## Фрагмент для чтения
:::::

Впрочем, Мьянма могла заинтересовать господина Путина и просто потому, что это интересная страна в интересном месте. Он давно не встречался с более или менее экзотикой, к тому же без преувеличения богатой природными ресурсами. А такое впечатление, что Мин Аун Хлаин, неожиданно обласканный вниманием, готов был делиться.
Между тем пленарная сессия должна была начаться с опозданием уже на два часа. При этом некоторые ее участники до сих пор не могли отойти от вчерашнего заседания президиума Госсовета, на котором возникла и разрешилась интрига, какая редко становится предметом публичного изучения. А вчера ее можно было просто разглядывать.
Началось с того, что два губернатора заявили, что нынешняя система управления такой многообещающей отраслью, как туризм, несовершенна.
С этим не согласился вице-премьер Дмитрий Чернышенко, который, собственно говоря, всю эту вертикаль и возглавляет. Он предложил коллегам пояснить за это.

:::::

## Задание 1
Определите в записях ниже все строки, где встречается слово «white», и выпишите их с учетом регистра букв.

:::::

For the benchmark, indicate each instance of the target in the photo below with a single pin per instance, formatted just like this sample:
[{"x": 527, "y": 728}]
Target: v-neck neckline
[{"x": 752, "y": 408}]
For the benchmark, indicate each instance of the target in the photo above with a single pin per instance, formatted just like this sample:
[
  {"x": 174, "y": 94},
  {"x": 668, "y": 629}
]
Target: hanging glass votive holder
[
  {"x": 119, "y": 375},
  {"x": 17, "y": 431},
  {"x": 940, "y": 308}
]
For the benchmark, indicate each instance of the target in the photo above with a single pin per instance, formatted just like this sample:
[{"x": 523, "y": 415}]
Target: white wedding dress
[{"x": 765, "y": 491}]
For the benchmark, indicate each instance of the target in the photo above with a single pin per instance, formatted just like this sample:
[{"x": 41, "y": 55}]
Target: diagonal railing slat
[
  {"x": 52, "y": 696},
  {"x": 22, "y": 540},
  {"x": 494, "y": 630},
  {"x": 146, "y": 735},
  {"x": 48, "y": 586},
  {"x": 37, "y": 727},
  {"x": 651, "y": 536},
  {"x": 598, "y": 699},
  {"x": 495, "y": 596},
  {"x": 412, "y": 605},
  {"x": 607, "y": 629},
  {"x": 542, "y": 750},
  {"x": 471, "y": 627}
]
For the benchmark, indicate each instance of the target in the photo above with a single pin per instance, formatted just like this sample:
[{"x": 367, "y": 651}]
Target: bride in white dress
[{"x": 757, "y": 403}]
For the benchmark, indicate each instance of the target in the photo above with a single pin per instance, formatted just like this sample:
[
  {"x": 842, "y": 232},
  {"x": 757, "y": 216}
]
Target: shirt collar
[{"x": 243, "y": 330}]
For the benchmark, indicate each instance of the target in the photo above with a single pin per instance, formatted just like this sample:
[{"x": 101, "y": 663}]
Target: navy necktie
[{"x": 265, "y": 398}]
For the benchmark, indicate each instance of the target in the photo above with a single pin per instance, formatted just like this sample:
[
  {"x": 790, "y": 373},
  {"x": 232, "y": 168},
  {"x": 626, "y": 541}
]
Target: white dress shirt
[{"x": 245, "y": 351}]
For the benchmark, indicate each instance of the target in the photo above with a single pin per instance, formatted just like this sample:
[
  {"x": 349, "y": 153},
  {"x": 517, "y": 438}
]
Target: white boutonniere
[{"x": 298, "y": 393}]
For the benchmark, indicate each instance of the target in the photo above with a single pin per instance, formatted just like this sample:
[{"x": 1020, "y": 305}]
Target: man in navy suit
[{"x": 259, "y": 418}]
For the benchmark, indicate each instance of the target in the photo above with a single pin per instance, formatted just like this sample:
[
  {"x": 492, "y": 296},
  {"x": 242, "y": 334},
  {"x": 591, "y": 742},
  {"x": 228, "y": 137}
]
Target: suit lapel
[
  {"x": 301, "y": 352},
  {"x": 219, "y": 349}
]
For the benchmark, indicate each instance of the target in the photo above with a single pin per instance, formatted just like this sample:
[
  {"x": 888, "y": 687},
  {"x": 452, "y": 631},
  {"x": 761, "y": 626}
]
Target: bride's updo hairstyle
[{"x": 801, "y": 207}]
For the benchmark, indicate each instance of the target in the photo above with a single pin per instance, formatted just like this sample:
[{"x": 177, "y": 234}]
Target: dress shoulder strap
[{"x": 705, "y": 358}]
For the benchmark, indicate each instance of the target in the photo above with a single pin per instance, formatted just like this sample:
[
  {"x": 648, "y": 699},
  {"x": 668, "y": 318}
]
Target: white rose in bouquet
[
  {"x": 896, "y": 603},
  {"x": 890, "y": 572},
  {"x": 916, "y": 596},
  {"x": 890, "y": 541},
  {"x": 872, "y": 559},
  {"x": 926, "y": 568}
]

:::::

## Задание 2
Кратко ответьте на вопросы по фрагменту для чтения.
(а) Какими ресурсами, согласно фрагменту, богата Мьянма?
(б) На сколько часов задерживалось начало пленарной сессии?
(в) Кто возглавляет вертикаль управления туризмом?

## Письменный ответ 1
Target: white wedding dress
Target: bride in white dress
Target: white dress shirt
Target: white boutonniere
Target: white rose in bouquet

## Письменный ответ 2
(а) Природными ресурсами.
(б) На два часа.
(в) Вице-премьер Дмитрий Чернышенко.